▸ WHAT THIS TASK INVOLVES
Having found the line that contains "Target: magnificent frigatebird", please retype only it and every line after it up to the end of the entries, exactly as written.

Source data
= = = =
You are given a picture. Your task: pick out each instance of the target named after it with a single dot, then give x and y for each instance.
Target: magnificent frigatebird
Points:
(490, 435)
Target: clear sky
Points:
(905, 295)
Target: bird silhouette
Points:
= = = =
▸ ANSWER SECTION
Target: magnificent frigatebird
Points:
(490, 435)
Target: clear sky
Points:
(905, 295)
Target: bird silhouette
Points:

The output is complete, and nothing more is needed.